By leveraging digital twins in these three areas, organizations can improve the strategic, operational, and tactical aspects of their supply chain planning.

Challenges Organizations Face in Leveraging Digital Twins

One of the biggest challenges companies face in leveraging digital twins is data drift, which is often among the top reasons many see model accuracy degrade over time. Data drift is “a variation in the production data from the data that was used to test and validate the model before deploying it in production.”

Ensuring that the data used in building the digital twin is collected accurately and consistently – thereby allowing it to represent the true conditions of the physical twin – is a constant area to monitor. Having the best-quality data is key to deriving full value from a digital twin. The ability to do this is improving as teams gradually move more toward streaming analytics. 

Properly using a digital twin isn’t only about the ability to collect and store the data. It also encompasses the ability to understand it. Without good behavioral understanding, the interpretations run the risk of being off-base, which can lead to poor decision-making. To solve the challenges that directly affect growth and profitability, teams need to ensure that they make the data accessible and digestible to key stakeholders and decision-makers so that it can be used in conjunction with their respective business expertise. 

As executives push toward a modernized supply chain, they continue to learn how to build the right teams with the necessary skills and expertise specific to each particular area, such as pricing and route management.

Navigating the Supply Chain’s Most Pressing Issues

Digital twins can play a critical role in successfully navigating industry issues that won’t be going away anytime soon. A great example would be the recent congestion at the Southern California ports.

With the help of digital twins, supply chain teams can create a template for scenarios that arise during crises like these. An example would be determining the best course of action to take if a shipment ends up sitting in the containers for 90 days, rather than the expected two weeks. In this way the moment the shipment is ready to be moved, the digital twin has already established the best way to ship cargo to its final destination, taking into account all the factors you may need to consider such as weather or the carbon footprint.

Another challenge currently confronting supply chains is the rising price of gasoline, and how that can increase overall shipping costs. With fuel prices surging, drivers and shippers must ensure that they’re taking the most efficient delivery routes to conserve as much gasoline as possible. Digital twins offer supply chain managers deeper visibility into their route planning to not only optimize time to delivery, but also to mitigate the effects of high fuel costs.

Managing the Modern Supply Chain

For companies with significant access to supply chain data, a digital twin can be a valuable tool at their disposal. Of course, as valuable as a digital twin can be, it’s still only one of many tools that can be used in the supply chain. But if a company can successfully combine a digital twin with artificial intelligence, data visibility, and automation capabilities, it can unveil visibility at a deeper level, and position its supply chain to become more resilient in the face of unforeseen circumstances.
|---|
▶ [Tasks to perform]
a. Decide whether each statement agrees with the digital twins text. Answer yes or no for (i), (ii) and (iii), and quote the words of the text that settle each one.
(i) Data drift is often among the top reasons model accuracy degrades over time.
(ii) In the shipping example, the shipment was expected to sit in the containers for one month.
(iii) A digital twin is presented as the only tool needed in the supply chain.
b. Transcribe the digital twins text from "Digital twins can" up to and including "the carbon footprint.".

[Stored data entries]
|---|
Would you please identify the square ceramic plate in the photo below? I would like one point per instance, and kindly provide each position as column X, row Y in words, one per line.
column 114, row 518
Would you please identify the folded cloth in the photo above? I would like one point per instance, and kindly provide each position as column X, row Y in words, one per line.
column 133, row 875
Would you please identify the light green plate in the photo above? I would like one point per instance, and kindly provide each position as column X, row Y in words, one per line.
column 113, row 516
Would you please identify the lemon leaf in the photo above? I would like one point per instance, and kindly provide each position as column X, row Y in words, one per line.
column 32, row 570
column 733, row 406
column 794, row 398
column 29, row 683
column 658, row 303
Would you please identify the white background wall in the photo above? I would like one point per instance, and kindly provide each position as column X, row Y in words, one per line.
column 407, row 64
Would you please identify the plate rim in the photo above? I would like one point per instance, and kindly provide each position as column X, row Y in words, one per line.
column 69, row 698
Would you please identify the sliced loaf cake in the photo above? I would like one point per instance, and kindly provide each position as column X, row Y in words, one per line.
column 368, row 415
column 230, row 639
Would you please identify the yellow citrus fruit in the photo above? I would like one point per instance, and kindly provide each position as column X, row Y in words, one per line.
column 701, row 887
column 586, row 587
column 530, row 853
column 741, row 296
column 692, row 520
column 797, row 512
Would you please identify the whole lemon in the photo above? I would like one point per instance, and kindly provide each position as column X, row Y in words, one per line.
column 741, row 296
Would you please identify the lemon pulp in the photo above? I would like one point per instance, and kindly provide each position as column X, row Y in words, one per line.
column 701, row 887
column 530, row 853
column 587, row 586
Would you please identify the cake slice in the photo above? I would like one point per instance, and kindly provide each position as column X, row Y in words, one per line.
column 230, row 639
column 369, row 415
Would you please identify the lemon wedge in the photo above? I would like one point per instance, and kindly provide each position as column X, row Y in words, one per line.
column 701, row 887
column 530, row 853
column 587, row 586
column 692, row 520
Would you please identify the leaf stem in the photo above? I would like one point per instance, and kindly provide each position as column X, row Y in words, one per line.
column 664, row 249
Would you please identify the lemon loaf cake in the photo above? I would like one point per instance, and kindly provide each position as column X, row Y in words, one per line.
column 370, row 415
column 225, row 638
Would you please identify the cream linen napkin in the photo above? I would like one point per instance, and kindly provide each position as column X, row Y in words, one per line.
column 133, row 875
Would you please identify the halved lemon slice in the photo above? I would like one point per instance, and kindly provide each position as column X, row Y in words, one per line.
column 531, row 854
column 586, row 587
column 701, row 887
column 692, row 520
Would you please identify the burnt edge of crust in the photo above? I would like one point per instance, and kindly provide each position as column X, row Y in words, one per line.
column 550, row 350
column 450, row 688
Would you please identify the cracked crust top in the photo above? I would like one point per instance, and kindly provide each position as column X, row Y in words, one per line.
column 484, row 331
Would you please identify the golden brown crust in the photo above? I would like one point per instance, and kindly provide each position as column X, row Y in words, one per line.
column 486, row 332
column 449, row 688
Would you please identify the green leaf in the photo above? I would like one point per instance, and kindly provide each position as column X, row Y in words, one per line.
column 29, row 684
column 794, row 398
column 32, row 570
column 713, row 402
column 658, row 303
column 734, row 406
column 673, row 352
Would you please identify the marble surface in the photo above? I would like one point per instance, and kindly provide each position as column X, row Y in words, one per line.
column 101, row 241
|---|
▶ [Per-task answers]
a.
(i) Yes: "which is often among the top reasons many see model accuracy degrade over time"
(ii) No: "rather than the expected two weeks"
(iii) No: "it’s still only one of many tools that can be used in the supply chain"

b.
Digital twins can play a critical role in successfully navigating industry issues that won’t be going away anytime soon. A great example would be the recent congestion at the Southern California ports.

With the help of digital twins, supply chain teams can create a template for scenarios that arise during crises like these. An example would be determining the best course of action to take if a shipment ends up sitting in the containers for 90 days, rather than the expected two weeks. In this way the moment the shipment is ready to be moved, the digital twin has already established the best way to ship cargo to its final destination, taking into account all the factors you may need to consider such as weather or the carbon footprint.